## WHAT THIS TASK INVOLVES
Swap "lane-occupancy tally" for "habitat survey" throughout the material below and give it back with nothing else changed.
====================
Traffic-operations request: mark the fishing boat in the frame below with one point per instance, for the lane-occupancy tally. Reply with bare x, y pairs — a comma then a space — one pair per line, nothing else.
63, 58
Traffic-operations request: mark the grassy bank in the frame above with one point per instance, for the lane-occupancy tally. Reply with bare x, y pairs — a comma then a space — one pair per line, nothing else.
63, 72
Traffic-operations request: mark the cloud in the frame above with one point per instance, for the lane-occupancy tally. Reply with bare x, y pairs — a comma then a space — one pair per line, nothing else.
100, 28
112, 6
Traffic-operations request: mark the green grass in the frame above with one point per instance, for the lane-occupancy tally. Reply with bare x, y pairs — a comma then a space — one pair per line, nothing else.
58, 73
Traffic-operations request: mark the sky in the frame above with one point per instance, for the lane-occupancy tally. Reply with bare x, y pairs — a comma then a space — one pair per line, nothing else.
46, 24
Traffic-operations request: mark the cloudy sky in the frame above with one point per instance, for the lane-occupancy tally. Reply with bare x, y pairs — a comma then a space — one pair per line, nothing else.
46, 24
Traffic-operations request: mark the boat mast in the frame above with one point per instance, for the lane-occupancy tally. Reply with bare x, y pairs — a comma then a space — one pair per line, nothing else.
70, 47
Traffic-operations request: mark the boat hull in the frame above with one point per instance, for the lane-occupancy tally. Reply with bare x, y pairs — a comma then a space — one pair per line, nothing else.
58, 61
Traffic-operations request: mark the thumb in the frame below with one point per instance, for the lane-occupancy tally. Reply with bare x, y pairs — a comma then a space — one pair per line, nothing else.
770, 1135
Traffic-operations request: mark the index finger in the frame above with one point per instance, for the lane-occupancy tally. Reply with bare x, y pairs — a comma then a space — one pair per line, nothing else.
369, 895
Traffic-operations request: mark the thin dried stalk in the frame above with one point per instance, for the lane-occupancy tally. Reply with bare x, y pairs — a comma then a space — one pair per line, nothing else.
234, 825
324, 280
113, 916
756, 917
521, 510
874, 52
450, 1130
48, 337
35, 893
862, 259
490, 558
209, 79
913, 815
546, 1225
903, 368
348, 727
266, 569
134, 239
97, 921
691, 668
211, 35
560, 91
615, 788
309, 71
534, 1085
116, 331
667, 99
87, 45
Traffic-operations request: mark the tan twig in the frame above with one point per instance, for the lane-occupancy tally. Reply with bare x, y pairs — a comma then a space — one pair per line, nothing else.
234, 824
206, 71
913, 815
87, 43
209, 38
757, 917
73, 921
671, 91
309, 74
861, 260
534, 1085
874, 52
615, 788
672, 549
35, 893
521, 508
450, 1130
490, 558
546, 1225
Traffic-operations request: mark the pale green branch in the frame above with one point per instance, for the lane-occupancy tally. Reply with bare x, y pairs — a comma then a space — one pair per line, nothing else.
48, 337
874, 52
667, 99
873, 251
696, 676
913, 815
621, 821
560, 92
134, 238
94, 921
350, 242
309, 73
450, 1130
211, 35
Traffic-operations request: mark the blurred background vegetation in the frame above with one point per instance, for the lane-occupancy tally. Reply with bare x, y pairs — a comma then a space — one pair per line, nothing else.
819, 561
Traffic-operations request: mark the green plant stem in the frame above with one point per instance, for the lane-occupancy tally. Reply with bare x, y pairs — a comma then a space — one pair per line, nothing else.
====================
## TASK SOLUTION
Traffic-operations request: mark the fishing boat in the frame below with one point per instance, for the habitat survey. Reply with bare x, y pairs — a comma then a space — one pair per line, nothing else.
63, 58
Traffic-operations request: mark the grassy bank in the frame above with one point per instance, for the habitat survey. Reply with bare x, y pairs — a comma then a space — one pair per line, nothing else.
63, 72
Traffic-operations request: mark the cloud in the frame above with one point per instance, for the habitat survey. Reply with bare x, y pairs — a comma then a space — one pair per line, nothing else.
100, 28
112, 6
Traffic-operations request: mark the green grass in the frame above with one point per instance, for the habitat survey. Reply with bare x, y pairs — a comma then a space — one pair per line, nothing else.
58, 73
Traffic-operations request: mark the sky in the frame above with one point per instance, for the habitat survey. Reply with bare x, y pairs — a comma then a space — one pair per line, nothing else.
46, 24
Traffic-operations request: mark the cloudy sky in the frame above with one point per instance, for the habitat survey. Reply with bare x, y pairs — a comma then a space — one pair per line, nothing else.
46, 24
Traffic-operations request: mark the boat mast in the frame above with one point per instance, for the habitat survey. Reply with bare x, y pairs — a comma then a space — one pair per line, nothing else.
70, 47
Traffic-operations request: mark the boat hull in the frame above with one point per instance, for the habitat survey. Reply with bare x, y pairs — a comma then a space — one pair per line, nothing else.
58, 61
Traffic-operations request: mark the thumb in the frame below with one point per instance, for the habitat survey. Reply with bare x, y pairs — a comma then a space — one pair per line, nothing else.
770, 1135
Traffic-operations request: mark the index finger in the frame above with one point per instance, for the habitat survey. Reply with bare x, y pairs — a comma then a space — one pair per line, nothing else.
369, 895
Traffic-operations request: mark the thin dried stalk in the frame above with one point per instance, for the habitat survey. Reply with bare x, y pairs — a comma then a space — one pair per line, nothing else.
234, 825
324, 280
113, 916
756, 917
521, 510
874, 52
450, 1130
48, 337
35, 893
862, 259
490, 558
209, 79
913, 815
546, 1225
903, 368
348, 727
266, 569
134, 239
97, 921
691, 668
211, 35
560, 91
615, 788
309, 71
534, 1085
116, 331
667, 99
87, 45
Traffic-operations request: mark the tan twig in the frame above with one point per instance, for the habitat survey. Reply with bare x, y pairs — a comma then a space — one pair per line, nothing else.
234, 824
206, 71
913, 815
87, 43
209, 38
757, 917
73, 921
671, 91
309, 74
861, 260
534, 1085
874, 52
615, 788
672, 549
35, 893
521, 508
450, 1130
490, 558
546, 1225
Traffic-operations request: mark the pale green branch in the frame above with one point per instance, for the habitat survey. Reply with bare x, y pairs — a comma then a space — one pair per line, nothing else.
48, 337
874, 52
667, 99
873, 251
696, 676
913, 815
621, 821
560, 92
134, 238
94, 921
350, 242
309, 73
450, 1130
211, 35
Traffic-operations request: mark the blurred background vegetation in the frame above with one point per instance, for the habitat survey. Reply with bare x, y pairs — a comma then a space — one pair per line, nothing else.
819, 561
Traffic-operations request: mark the green plant stem in the frame above with one point per instance, for the habitat survey. Reply with bare x, y pairs — a comma then a space — one pair per line, nothing else.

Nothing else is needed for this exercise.